## Begin INPUT RECORDS

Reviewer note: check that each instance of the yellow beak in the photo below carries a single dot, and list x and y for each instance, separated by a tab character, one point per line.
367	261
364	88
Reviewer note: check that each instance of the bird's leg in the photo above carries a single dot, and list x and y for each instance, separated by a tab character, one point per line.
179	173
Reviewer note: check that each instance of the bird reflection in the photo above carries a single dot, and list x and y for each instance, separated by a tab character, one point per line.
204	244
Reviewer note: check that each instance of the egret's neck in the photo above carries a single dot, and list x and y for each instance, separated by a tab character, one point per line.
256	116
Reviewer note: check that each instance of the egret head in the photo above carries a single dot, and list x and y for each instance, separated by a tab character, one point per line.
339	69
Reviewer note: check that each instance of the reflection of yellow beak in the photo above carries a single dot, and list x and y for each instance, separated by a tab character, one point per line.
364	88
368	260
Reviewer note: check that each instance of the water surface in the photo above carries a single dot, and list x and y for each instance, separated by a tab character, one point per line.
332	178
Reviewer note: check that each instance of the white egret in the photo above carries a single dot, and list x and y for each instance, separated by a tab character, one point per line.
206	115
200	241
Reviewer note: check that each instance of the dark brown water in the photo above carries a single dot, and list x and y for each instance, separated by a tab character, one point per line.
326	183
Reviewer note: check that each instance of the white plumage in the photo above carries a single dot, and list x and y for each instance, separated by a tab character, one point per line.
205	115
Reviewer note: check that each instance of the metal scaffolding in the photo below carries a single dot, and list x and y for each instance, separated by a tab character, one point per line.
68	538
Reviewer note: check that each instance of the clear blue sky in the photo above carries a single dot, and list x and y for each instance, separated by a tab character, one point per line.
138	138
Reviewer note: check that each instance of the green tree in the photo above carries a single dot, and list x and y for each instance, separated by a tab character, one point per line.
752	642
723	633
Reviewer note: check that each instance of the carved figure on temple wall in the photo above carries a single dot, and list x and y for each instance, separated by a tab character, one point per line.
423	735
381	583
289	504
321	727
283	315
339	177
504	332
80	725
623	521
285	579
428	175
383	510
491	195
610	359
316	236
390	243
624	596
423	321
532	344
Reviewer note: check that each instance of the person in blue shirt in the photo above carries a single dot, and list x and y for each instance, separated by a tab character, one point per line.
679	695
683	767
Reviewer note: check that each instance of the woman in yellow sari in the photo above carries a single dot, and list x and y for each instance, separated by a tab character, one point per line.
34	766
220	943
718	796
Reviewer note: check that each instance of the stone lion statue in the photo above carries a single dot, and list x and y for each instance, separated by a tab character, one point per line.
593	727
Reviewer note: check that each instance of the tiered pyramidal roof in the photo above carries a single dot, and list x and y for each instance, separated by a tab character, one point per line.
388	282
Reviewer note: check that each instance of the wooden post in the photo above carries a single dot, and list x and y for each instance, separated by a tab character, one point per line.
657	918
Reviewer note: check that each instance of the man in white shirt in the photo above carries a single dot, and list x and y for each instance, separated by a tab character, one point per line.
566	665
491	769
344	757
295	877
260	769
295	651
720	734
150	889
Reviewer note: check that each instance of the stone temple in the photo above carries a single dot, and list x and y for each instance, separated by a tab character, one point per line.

## End INPUT RECORDS

## [GIVEN PROBLEM]
Render all of the data above as a Markdown table with the columns Row and Line, numbering each line in order and omitting blank lines.

## [SOLUTION TO THIS EXERCISE]
| Row | Line |
|---|---|
| 1 | Reviewer note: check that each instance of the yellow beak in the photo below carries a single dot, and list x and y for each instance, separated by a tab character, one point per line. |
| 2 | 367	261 |
| 3 | 364	88 |
| 4 | Reviewer note: check that each instance of the bird's leg in the photo above carries a single dot, and list x and y for each instance, separated by a tab character, one point per line. |
| 5 | 179	173 |
| 6 | Reviewer note: check that each instance of the bird reflection in the photo above carries a single dot, and list x and y for each instance, separated by a tab character, one point per line. |
| 7 | 204	244 |
| 8 | Reviewer note: check that each instance of the egret's neck in the photo above carries a single dot, and list x and y for each instance, separated by a tab character, one point per line. |
| 9 | 256	116 |
| 10 | Reviewer note: check that each instance of the egret head in the photo above carries a single dot, and list x and y for each instance, separated by a tab character, one point per line. |
| 11 | 339	69 |
| 12 | Reviewer note: check that each instance of the reflection of yellow beak in the photo above carries a single dot, and list x and y for each instance, separated by a tab character, one point per line. |
| 13 | 364	88 |
| 14 | 368	260 |
| 15 | Reviewer note: check that each instance of the water surface in the photo above carries a single dot, and list x and y for each instance, separated by a tab character, one point per line. |
| 16 | 332	178 |
| 17 | Reviewer note: check that each instance of the white egret in the photo above carries a single dot, and list x and y for each instance, separated by a tab character, one point per line. |
| 18 | 206	115 |
| 19 | 200	241 |
| 20 | Reviewer note: check that each instance of the dark brown water in the photo above carries a single dot, and list x and y for each instance, separated by a tab character, one point per line. |
| 21 | 326	183 |
| 22 | Reviewer note: check that each instance of the white plumage in the photo above carries a single dot, and list x and y for each instance, separated by a tab character, one point per line. |
| 23 | 205	115 |
| 24 | Reviewer note: check that each instance of the metal scaffolding in the photo below carries a single dot, and list x and y for each instance, separated by a tab character, one point per line. |
| 25 | 68	538 |
| 26 | Reviewer note: check that each instance of the clear blue sky in the photo above carries a single dot, and list x and y for each instance, separated by a tab character, one point per line. |
| 27 | 138	138 |
| 28 | Reviewer note: check that each instance of the green tree in the photo above carries a single dot, and list x and y for each instance, separated by a tab character, one point per line. |
| 29 | 752	642 |
| 30 | 723	633 |
| 31 | Reviewer note: check that each instance of the carved figure on temple wall in the photo above carries a single dot, and list x and y for each instance, separated by a tab character, one point per line. |
| 32 | 423	735 |
| 33 | 381	583 |
| 34 | 289	504 |
| 35 | 321	727 |
| 36 | 283	315 |
| 37 | 339	177 |
| 38 | 504	332 |
| 39 | 80	725 |
| 40 | 623	521 |
| 41 | 285	579 |
| 42 | 428	175 |
| 43 | 383	510 |
| 44 | 491	195 |
| 45 | 610	359 |
| 46 | 316	236 |
| 47 | 390	243 |
| 48 | 624	596 |
| 49 | 423	321 |
| 50 | 532	344 |
| 51 | Reviewer note: check that each instance of the person in blue shirt in the photo above carries a single dot, and list x and y for each instance, separated by a tab character, one point per line. |
| 52 | 679	695 |
| 53 | 683	767 |
| 54 | Reviewer note: check that each instance of the woman in yellow sari in the photo above carries a single dot, and list x and y for each instance, separated by a tab character, one point per line. |
| 55 | 34	766 |
| 56 | 220	943 |
| 57 | 718	796 |
| 58 | Reviewer note: check that each instance of the stone lion statue in the photo above carries a single dot, and list x and y for each instance, separated by a tab character, one point per line. |
| 59 | 593	727 |
| 60 | Reviewer note: check that each instance of the tiered pyramidal roof in the photo above carries a single dot, and list x and y for each instance, separated by a tab character, one point per line. |
| 61 | 388	282 |
| 62 | Reviewer note: check that each instance of the wooden post in the photo above carries a single dot, and list x and y for each instance, separated by a tab character, one point per line. |
| 63 | 657	918 |
| 64 | Reviewer note: check that each instance of the man in white shirt in the photo above carries a single dot, and list x and y for each instance, separated by a tab character, one point per line. |
| 65 | 566	665 |
| 66 | 491	769 |
| 67 | 344	757 |
| 68 | 295	877 |
| 69 | 260	769 |
| 70 | 295	651 |
| 71 | 720	734 |
| 72 | 150	889 |
| 73 | Reviewer note: check that each instance of the stone temple in the photo above carries a single dot, and list x and y for each instance, separated by a tab character, one point per line. |